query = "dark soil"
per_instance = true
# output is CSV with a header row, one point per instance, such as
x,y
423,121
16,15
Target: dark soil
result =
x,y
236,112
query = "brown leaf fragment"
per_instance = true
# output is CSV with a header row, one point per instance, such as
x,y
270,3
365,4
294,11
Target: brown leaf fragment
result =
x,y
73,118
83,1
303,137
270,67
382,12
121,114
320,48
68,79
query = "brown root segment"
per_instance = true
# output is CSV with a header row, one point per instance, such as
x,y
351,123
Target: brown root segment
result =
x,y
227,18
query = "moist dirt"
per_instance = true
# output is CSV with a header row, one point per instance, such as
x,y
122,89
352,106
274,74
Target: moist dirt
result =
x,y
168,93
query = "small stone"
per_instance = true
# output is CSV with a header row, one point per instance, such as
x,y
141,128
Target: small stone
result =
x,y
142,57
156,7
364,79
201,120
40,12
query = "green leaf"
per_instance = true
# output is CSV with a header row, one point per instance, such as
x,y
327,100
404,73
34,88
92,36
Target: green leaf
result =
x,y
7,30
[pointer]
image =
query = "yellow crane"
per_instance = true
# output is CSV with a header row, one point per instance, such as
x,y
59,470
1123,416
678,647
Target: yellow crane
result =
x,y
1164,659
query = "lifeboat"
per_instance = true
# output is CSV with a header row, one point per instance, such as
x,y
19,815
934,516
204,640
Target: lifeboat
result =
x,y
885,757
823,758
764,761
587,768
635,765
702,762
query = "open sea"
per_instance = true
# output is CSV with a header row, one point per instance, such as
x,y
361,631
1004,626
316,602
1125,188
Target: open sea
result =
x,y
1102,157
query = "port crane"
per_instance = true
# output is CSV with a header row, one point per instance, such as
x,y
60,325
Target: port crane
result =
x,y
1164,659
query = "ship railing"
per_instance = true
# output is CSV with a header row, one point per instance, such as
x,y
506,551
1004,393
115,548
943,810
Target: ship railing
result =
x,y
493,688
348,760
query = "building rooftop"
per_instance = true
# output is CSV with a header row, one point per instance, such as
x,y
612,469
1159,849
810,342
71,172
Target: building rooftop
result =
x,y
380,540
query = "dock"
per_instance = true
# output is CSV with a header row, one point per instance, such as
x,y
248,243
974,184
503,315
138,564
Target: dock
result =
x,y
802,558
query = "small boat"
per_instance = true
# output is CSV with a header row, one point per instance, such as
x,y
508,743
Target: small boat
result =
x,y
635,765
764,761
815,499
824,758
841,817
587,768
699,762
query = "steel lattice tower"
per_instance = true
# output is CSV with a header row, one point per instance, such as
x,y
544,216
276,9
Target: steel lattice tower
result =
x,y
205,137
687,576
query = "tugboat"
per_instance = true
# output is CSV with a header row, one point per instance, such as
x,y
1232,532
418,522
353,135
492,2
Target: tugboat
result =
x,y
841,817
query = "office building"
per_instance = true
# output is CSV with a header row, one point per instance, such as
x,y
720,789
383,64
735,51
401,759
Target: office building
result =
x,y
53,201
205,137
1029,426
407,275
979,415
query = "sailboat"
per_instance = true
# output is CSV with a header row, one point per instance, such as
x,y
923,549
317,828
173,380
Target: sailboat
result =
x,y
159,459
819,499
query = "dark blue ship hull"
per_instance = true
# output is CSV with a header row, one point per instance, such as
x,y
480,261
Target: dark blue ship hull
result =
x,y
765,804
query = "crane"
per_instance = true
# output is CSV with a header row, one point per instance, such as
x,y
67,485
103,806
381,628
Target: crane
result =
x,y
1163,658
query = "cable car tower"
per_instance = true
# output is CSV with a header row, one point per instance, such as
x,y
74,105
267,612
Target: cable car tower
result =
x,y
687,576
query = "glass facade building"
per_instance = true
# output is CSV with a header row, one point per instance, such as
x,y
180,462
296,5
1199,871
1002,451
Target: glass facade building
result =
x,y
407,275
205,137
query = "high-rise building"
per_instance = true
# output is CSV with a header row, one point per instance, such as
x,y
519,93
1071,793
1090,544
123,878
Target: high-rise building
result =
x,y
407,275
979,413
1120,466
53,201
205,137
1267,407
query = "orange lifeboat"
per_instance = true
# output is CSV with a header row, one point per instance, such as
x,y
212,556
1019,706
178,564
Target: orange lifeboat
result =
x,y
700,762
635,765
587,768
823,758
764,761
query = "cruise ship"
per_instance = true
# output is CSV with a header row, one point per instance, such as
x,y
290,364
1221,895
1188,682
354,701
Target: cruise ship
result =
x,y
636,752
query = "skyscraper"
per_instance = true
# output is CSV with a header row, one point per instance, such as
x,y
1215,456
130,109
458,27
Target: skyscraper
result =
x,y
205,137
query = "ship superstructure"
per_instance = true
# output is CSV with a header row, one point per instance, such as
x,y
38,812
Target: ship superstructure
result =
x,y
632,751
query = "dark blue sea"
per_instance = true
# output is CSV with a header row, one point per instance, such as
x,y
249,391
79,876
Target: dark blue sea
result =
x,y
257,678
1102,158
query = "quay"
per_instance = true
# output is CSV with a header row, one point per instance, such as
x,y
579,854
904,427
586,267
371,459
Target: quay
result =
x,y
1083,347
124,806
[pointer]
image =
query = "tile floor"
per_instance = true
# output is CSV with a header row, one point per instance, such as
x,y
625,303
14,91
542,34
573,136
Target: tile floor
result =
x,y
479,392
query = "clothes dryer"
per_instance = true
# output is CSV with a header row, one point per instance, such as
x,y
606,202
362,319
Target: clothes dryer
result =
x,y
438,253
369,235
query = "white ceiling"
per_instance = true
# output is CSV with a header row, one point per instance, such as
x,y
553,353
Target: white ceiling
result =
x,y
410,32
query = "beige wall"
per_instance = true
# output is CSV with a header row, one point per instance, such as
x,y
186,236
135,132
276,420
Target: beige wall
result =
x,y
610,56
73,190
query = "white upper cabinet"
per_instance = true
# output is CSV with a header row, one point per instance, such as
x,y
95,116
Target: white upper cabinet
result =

+ + + + + + +

§ Aim:
Give back all the records exactly as they stand.

§ The output:
query = "dark soil"
per_instance = true
# output is CSV with a header row, one point per instance, such as
x,y
423,121
16,15
Target: dark soil
result =
x,y
236,112
query = "brown leaf fragment"
per_instance = true
# output is CSV with a header row, one point per instance, such as
x,y
270,3
365,4
294,11
Target: brown leaf fragment
result =
x,y
73,118
83,1
303,137
270,67
382,12
121,114
320,48
68,79
query = "brown root segment"
per_instance = true
# output is CSV with a header row, one point per instance, such as
x,y
351,123
Target: brown root segment
result =
x,y
227,18
query = "moist dirt"
per_instance = true
# output is CSV with a header row, one point per instance, such as
x,y
122,89
352,106
274,74
Target: moist dirt
result =
x,y
168,93
query = "small stone"
per_instance = true
# output is CSV with a header row, one point per instance, such as
x,y
141,128
Target: small stone
result =
x,y
142,57
156,7
364,79
201,120
40,12
query = "green leaf"
per_instance = true
# output is CSV with a header row, one point per instance, such as
x,y
327,100
404,73
34,88
92,36
Target: green leaf
result =
x,y
7,30
[pointer]
image =
query = "yellow crane"
per_instance = true
# output is CSV with a header row, one point per instance, such as
x,y
59,470
1123,416
678,647
Target: yellow crane
result =
x,y
1164,659
query = "lifeboat"
per_instance = true
# output is CSV with a header row, one point per instance, such as
x,y
19,815
934,516
204,640
Target: lifeboat
result =
x,y
885,757
823,758
764,761
587,768
635,765
702,762
query = "open sea"
per_instance = true
# output is CSV with a header row, one point per instance, such as
x,y
361,631
1004,626
316,602
1125,188
Target: open sea
result =
x,y
1102,157
query = "port crane"
per_instance = true
# output is CSV with a header row, one point per instance, such as
x,y
60,325
Target: port crane
result =
x,y
1164,659
query = "ship railing"
per_instance = true
# output is CSV with a header row, one point per instance, such as
x,y
506,551
1004,393
115,548
943,810
Target: ship railing
result =
x,y
493,688
348,760
query = "building rooftop"
per_instance = true
# output is CSV with a header row, one point per instance, such as
x,y
612,469
1159,849
810,342
71,172
Target: building rooftop
result =
x,y
380,540
query = "dock"
per_instance = true
# output is CSV with a header row, one point per instance, such as
x,y
248,243
974,184
503,315
138,564
Target: dock
result =
x,y
802,558
query = "small boat"
per_instance = true
# output is CSV with a header row, one point per instance, such as
x,y
508,743
Target: small boat
result =
x,y
635,765
764,761
815,499
824,758
841,817
587,768
699,762
query = "steel lattice tower"
per_instance = true
# output is CSV with a header row, one point per instance, such as
x,y
544,216
276,9
Target: steel lattice tower
result =
x,y
205,137
687,576
query = "tugboat"
per_instance = true
# output is CSV with a header row, one point per instance, such as
x,y
1232,532
418,522
353,135
492,2
Target: tugboat
result =
x,y
841,817
query = "office building"
per_instance = true
# output is CSV with a header row, one point per instance, such as
x,y
720,789
383,64
735,51
401,759
Target: office building
result =
x,y
53,201
205,137
1029,426
407,275
979,415
query = "sailboat"
per_instance = true
# output is CSV with a header row, one point per instance, such as
x,y
923,549
317,828
173,380
Target: sailboat
result =
x,y
159,459
819,499
query = "dark blue ship hull"
per_instance = true
# output is CSV with a header row, one point per instance, such as
x,y
480,261
Target: dark blue ship hull
result =
x,y
765,804
query = "crane"
per_instance = true
# output is CSV with a header row, one point per instance, such as
x,y
67,485
103,806
381,628
Target: crane
result =
x,y
1163,658
query = "cable car tower"
per_instance = true
# output is CSV with a header row, one point per instance, such as
x,y
74,105
267,612
Target: cable car tower
result =
x,y
687,576
query = "glass facade building"
per_instance = true
# output is CSV with a header row, one point per instance, such as
x,y
180,462
296,5
1199,871
1002,451
Target: glass facade building
result =
x,y
407,275
205,137
query = "high-rise building"
per_instance = true
# output is CSV with a header row, one point per instance, such as
x,y
519,93
1071,793
1090,544
123,878
Target: high-rise building
result =
x,y
407,275
979,413
1120,466
53,201
205,137
1267,407
query = "orange lifeboat"
per_instance = true
# output is CSV with a header row, one point per instance, such as
x,y
212,556
1019,706
178,564
Target: orange lifeboat
result =
x,y
700,762
635,765
587,768
823,758
764,761
query = "cruise ship"
per_instance = true
# output is CSV with a header row, one point per instance, such as
x,y
290,364
1221,895
1188,682
354,701
Target: cruise ship
result =
x,y
636,752
query = "skyscraper"
per_instance = true
# output is CSV with a header row, one point per instance, such as
x,y
1215,456
130,109
458,27
Target: skyscraper
result =
x,y
205,137
query = "ship superstructure"
per_instance = true
# output is CSV with a header row, one point per instance, such as
x,y
38,812
Target: ship superstructure
result =
x,y
632,751
query = "dark blue sea"
per_instance = true
# output is CSV with a header row, one point per instance, such as
x,y
249,391
79,876
Target: dark blue sea
result =
x,y
257,678
1102,158
query = "quay"
per_instance = true
# output is CSV with a header row, one point per instance, such as
x,y
579,854
904,427
586,267
371,459
Target: quay
result =
x,y
1083,347
124,806
[pointer]
image =
query = "tile floor"
per_instance = true
# output is CSV with a header row, one point per instance, such as
x,y
625,303
14,91
542,34
573,136
Target: tile floor
result =
x,y
479,392
query = "clothes dryer"
per_instance = true
# output is CSV with a header row, one point per instance, such as
x,y
606,202
362,319
Target: clothes dryer
result =
x,y
438,253
369,235
query = "white ceiling"
per_instance = true
# output is CSV with a header row, one point per instance, such as
x,y
553,353
Target: white ceiling
result =
x,y
410,32
query = "beige wall"
per_instance = true
# output is CSV with a header row, one point per instance, such as
x,y
186,236
135,132
276,420
Target: beige wall
result =
x,y
610,56
73,190
query = "white upper cabinet"
per_instance = true
# output is CSV with a header row, one point per instance, such as
x,y
95,116
Target: white upper cabinet
result =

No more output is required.